Records shown:
* BEGIN *

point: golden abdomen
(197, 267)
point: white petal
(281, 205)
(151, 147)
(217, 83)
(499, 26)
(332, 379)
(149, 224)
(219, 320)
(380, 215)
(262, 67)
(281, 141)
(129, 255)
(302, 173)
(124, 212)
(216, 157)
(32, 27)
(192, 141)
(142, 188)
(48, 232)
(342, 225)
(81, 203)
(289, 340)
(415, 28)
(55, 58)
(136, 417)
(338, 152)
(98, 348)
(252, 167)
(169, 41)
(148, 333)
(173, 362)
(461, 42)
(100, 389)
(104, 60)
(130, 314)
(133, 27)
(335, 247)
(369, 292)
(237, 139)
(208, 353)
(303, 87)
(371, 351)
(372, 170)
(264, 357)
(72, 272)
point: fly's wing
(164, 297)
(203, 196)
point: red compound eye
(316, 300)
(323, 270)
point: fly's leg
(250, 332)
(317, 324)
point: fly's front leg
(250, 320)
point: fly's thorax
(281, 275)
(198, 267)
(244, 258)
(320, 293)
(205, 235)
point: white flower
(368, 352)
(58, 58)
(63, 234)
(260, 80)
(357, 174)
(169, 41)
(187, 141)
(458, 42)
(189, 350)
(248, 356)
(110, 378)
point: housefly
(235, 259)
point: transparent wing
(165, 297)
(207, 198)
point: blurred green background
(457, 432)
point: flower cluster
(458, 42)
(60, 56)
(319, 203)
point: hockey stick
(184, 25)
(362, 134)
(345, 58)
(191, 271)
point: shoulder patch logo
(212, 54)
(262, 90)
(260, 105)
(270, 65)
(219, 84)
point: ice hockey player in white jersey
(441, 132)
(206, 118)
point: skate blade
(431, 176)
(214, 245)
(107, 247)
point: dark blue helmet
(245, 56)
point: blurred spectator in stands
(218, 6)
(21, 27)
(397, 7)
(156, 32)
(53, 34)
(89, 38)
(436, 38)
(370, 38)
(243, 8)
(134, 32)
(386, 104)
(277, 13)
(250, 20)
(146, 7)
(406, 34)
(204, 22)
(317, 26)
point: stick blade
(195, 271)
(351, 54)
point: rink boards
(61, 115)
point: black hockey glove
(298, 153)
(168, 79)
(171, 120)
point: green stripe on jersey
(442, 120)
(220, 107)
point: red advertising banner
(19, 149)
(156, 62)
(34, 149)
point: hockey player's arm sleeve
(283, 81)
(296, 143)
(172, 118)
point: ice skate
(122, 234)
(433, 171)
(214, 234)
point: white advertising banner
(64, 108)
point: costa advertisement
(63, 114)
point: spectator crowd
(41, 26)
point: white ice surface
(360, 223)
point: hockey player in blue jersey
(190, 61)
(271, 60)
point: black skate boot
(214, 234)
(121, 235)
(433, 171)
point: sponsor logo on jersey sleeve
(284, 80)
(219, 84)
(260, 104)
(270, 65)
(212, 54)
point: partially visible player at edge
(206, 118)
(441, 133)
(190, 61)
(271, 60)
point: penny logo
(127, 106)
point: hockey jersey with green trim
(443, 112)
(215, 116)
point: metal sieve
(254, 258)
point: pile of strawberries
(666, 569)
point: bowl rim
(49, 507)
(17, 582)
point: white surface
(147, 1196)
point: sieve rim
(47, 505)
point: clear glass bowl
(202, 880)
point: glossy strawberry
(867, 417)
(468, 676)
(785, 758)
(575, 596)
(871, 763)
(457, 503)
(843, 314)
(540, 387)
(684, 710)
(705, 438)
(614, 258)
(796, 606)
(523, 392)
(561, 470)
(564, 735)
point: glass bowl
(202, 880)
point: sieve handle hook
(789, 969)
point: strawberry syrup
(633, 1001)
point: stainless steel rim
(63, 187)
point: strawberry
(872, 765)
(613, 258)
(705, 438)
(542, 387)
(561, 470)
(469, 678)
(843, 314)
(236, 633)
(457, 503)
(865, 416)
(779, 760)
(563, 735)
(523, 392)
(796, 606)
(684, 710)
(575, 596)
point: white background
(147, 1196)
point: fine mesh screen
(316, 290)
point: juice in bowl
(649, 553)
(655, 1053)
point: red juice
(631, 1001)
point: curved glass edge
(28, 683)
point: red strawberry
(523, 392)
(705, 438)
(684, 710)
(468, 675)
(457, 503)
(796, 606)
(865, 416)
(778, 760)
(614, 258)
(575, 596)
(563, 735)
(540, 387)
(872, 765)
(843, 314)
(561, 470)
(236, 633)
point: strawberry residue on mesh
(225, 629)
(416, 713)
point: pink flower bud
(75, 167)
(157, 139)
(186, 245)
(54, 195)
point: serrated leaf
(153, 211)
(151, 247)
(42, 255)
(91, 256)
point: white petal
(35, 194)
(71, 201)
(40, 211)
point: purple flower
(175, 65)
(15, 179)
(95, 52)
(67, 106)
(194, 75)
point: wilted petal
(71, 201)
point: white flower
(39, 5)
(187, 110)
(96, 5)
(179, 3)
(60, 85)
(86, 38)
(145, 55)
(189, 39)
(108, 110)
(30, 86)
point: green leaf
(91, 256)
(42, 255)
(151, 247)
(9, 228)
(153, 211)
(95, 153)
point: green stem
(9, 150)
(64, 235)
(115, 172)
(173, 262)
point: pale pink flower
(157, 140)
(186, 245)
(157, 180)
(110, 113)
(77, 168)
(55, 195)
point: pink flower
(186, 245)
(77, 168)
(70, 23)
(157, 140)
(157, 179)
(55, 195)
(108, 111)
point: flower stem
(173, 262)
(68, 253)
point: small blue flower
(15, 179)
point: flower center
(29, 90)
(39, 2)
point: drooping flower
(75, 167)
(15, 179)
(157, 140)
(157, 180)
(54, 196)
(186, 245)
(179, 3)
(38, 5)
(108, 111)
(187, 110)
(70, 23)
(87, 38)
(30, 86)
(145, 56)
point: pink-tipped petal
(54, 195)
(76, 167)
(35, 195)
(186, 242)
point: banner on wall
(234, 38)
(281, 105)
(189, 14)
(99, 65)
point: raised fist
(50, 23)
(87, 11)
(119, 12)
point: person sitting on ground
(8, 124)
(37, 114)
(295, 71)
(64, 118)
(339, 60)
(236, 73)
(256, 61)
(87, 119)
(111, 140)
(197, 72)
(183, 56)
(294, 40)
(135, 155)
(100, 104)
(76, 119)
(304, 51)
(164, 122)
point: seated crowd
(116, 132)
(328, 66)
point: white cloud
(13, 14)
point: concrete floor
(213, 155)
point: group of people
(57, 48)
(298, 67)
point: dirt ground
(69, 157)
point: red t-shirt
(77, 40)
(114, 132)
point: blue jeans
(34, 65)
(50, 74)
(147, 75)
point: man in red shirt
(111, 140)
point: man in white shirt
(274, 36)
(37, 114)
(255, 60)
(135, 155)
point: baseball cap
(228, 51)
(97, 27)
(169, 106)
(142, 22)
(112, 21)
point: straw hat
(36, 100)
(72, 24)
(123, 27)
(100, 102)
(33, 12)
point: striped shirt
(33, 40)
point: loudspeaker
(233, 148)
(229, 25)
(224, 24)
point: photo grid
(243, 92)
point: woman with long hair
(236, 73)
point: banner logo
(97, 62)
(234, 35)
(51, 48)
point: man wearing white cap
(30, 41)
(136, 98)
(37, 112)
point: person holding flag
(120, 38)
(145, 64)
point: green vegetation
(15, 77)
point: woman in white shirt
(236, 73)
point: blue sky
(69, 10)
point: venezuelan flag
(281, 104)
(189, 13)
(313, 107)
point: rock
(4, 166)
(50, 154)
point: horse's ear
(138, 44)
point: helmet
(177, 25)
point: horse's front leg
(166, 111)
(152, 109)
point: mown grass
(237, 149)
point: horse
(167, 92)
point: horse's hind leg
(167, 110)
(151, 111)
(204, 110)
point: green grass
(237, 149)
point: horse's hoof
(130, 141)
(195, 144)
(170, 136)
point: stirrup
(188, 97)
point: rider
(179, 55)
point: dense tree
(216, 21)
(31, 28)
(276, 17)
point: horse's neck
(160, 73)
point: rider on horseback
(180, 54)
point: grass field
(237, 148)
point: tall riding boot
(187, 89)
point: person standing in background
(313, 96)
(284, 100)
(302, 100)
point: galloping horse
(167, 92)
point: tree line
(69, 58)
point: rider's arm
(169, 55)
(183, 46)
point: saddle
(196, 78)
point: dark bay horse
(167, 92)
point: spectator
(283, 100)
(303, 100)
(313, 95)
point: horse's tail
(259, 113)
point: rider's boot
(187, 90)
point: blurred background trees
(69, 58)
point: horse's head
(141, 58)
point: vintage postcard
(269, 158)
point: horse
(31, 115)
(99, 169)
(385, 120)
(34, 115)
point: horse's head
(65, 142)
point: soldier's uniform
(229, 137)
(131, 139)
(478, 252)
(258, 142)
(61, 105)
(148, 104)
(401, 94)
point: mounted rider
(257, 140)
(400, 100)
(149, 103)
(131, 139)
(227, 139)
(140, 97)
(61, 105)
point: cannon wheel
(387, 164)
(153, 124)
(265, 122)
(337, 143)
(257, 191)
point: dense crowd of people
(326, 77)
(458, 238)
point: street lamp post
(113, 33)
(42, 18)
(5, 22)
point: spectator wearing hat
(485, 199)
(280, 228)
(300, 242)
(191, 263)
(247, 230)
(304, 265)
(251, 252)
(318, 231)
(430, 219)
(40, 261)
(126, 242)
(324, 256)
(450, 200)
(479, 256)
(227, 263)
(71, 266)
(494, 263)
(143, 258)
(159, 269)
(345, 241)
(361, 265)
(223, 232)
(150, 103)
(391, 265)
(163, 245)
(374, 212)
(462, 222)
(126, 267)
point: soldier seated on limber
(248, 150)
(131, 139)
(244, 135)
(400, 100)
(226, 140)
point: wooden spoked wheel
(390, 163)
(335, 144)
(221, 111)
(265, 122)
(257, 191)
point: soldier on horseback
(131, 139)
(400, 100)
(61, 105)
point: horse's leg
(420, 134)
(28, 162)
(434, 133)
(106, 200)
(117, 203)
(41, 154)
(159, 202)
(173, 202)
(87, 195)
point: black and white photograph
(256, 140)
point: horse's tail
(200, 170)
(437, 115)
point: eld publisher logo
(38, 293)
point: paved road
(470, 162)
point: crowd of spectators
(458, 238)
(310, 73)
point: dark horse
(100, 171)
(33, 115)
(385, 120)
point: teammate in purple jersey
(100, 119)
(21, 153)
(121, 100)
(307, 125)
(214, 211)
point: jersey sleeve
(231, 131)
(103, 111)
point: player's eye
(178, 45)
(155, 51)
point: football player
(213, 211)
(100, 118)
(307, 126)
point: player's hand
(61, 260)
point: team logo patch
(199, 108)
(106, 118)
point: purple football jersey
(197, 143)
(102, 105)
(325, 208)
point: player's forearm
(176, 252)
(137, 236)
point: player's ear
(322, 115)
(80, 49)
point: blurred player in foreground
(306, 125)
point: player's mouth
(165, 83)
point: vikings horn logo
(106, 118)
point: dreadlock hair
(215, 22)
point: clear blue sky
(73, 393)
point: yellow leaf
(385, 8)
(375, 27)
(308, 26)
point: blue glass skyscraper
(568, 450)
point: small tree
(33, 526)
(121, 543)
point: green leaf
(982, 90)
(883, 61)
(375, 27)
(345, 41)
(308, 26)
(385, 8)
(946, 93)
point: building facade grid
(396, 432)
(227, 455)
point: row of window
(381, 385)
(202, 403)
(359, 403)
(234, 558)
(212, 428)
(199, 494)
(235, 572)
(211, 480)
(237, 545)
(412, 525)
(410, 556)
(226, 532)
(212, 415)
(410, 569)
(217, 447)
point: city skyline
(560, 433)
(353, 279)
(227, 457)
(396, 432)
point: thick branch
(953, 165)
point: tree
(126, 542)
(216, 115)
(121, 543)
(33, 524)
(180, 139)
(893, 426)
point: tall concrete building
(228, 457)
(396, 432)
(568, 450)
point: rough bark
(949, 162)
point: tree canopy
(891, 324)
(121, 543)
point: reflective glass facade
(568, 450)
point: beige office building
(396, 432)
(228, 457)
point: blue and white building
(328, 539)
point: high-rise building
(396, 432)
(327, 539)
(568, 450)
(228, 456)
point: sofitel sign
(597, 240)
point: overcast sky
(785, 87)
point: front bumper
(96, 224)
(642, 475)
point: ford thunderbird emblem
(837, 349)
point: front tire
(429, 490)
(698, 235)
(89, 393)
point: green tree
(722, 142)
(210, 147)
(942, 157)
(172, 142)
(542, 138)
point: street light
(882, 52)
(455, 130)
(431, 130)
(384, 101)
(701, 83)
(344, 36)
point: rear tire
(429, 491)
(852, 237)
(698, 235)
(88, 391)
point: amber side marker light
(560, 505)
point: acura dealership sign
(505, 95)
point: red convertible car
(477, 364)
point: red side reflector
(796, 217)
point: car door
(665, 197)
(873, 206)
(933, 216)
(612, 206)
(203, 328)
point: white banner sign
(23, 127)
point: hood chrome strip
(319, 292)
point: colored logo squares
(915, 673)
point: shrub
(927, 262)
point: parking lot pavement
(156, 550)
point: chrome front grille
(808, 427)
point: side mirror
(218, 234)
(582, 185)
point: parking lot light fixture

* END *

Task: Quote only the lines from the line containing "point: building facade grid" through the end of the entries, keeping the first and the last.

Exercise output:
point: building facade grid
(396, 432)
(227, 455)
point: row of window
(381, 385)
(202, 403)
(359, 403)
(234, 558)
(212, 428)
(199, 494)
(235, 572)
(211, 480)
(237, 545)
(412, 525)
(410, 556)
(226, 532)
(212, 415)
(410, 569)
(217, 447)
point: city skyline
(560, 433)
(353, 279)
(227, 457)
(396, 432)
point: thick branch
(953, 165)
point: tree
(126, 542)
(216, 115)
(121, 543)
(33, 524)
(180, 139)
(893, 426)
point: tall concrete building
(228, 457)
(396, 432)
(568, 450)
point: rough bark
(949, 162)
point: tree canopy
(891, 324)
(121, 543)
point: reflective glass facade
(568, 450)
point: beige office building
(396, 432)
(228, 457)
point: blue and white building
(328, 539)
point: high-rise building
(396, 432)
(327, 539)
(568, 450)
(228, 456)
point: sofitel sign
(597, 240)
point: overcast sky
(785, 87)
point: front bumper
(96, 224)
(642, 475)
point: ford thunderbird emblem
(837, 349)
point: front tire
(429, 490)
(698, 235)
(89, 393)
point: green tree
(722, 142)
(210, 147)
(942, 157)
(172, 142)
(542, 138)
point: street light
(882, 52)
(455, 130)
(431, 130)
(384, 101)
(701, 83)
(344, 36)
point: rear tire
(429, 491)
(852, 237)
(698, 235)
(88, 391)
point: amber side marker light
(560, 505)
point: acura dealership sign
(505, 95)
point: red convertible car
(477, 364)
point: red side reflector
(796, 217)
point: car door
(665, 197)
(873, 206)
(933, 216)
(612, 206)
(203, 328)
point: white banner sign
(23, 127)
point: hood chrome strip
(319, 292)
point: colored logo squares
(915, 673)
point: shrub
(927, 262)
point: parking lot pavement
(156, 550)
point: chrome front grille
(808, 427)
point: side mirror
(218, 234)
(582, 185)
point: parking lot light fixture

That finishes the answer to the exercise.